* **WHAT THIS EXERCISE ASKS**
A – Answer these questions from the news roundup:
(i) Who announced the arrest of the ophthalmologist?
(ii) During which years is Goyal charged with fraudulently billing patients, Medicare, and private insurance programs?
(iii) What proceedings is Goyal alleged to have initiated against patients who did not pay the full amounts?
B – Please repeat everything in the news roundup from "Compliance News Roundup: East" down to "fraudulently billed charges.".

* **QUOTED PASSAGE**
•••

Compliance News Roundup: East Coast Doctors Caught Breaking Bad

1. U.S. Attorney Announces Arrest Of Ophthalmologist For Healthcare Fraud - Geoffrey S. Berman, the US Attorney for New York, announced that Ameet Goyal, M.D., an ophthalmologist, has been indicted and arrested for healthcare fraud.  Goyal is charged with fraudulently billing patients, Medicare, and private insurance programs for millions of dollars, between 2010 and 2017. They allegations suggest that the billing in question was for complex eye surgeries that had not actually performed. Goyal is also alleged to have falsified patient medical records, pressured other employees in his practice to engage in the scheme, and initiated debt collection proceedings against patients who did not pay the full amounts of his fraudulently billed charges.

•••

Region pointing data
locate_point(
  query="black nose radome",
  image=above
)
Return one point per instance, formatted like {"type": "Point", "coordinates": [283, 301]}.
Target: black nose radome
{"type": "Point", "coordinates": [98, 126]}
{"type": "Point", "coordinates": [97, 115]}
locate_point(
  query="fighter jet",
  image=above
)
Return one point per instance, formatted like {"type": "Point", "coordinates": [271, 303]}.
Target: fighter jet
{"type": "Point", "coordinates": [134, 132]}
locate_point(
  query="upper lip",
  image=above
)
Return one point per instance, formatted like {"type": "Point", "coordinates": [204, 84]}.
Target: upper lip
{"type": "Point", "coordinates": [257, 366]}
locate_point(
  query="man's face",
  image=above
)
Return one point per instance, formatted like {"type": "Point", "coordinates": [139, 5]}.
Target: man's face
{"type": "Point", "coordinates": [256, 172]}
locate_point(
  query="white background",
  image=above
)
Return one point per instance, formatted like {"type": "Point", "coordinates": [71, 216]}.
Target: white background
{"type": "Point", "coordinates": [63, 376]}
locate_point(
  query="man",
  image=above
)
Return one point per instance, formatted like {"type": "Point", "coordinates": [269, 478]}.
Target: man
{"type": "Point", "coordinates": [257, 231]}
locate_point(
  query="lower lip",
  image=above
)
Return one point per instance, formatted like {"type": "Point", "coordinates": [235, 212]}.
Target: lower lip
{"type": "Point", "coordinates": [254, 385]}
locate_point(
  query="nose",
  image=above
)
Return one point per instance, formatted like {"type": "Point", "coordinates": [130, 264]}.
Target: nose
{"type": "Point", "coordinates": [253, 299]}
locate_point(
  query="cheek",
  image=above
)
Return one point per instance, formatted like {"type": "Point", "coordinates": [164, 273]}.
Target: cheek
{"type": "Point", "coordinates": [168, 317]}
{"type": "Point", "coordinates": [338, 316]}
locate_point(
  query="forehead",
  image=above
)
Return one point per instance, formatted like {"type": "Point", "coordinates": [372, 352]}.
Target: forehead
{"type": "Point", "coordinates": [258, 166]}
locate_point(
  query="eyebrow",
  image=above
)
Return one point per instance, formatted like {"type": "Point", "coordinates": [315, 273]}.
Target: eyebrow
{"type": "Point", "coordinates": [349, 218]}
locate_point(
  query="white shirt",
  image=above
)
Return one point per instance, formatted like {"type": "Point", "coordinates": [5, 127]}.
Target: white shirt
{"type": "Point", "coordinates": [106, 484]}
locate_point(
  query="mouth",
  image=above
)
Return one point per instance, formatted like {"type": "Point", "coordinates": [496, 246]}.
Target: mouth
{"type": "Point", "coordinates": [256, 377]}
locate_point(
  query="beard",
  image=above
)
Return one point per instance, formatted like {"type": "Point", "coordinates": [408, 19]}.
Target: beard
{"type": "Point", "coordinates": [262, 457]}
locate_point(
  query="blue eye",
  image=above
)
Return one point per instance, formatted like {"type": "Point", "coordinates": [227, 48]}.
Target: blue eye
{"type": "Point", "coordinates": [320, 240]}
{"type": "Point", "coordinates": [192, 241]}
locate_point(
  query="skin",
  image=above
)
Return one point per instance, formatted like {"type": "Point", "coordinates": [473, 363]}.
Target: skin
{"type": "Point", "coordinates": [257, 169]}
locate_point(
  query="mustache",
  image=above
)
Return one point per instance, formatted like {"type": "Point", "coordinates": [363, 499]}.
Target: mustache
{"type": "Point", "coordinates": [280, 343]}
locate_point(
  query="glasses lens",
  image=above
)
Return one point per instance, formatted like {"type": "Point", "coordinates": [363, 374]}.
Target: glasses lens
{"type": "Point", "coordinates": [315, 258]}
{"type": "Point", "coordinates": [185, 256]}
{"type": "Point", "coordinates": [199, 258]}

•••

* **RESPONSES BY ITEM NUMBER**
A –
(i) Geoffrey S. Berman, the US Attorney for New York
(ii) Between 2010 and 2017
(iii) Debt collection proceedings

B –
Compliance News Roundup: East Coast Doctors Caught Breaking Bad

1. U.S. Attorney Announces Arrest Of Ophthalmologist For Healthcare Fraud - Geoffrey S. Berman, the US Attorney for New York, announced that Ameet Goyal, M.D., an ophthalmologist, has been indicted and arrested for healthcare fraud.  Goyal is charged with fraudulently billing patients, Medicare, and private insurance programs for millions of dollars, between 2010 and 2017. They allegations suggest that the billing in question was for complex eye surgeries that had not actually performed. Goyal is also alleged to have falsified patient medical records, pressured other employees in his practice to engage in the scheme, and initiated debt collection proceedings against patients who did not pay the full amounts of his fraudulently billed charges.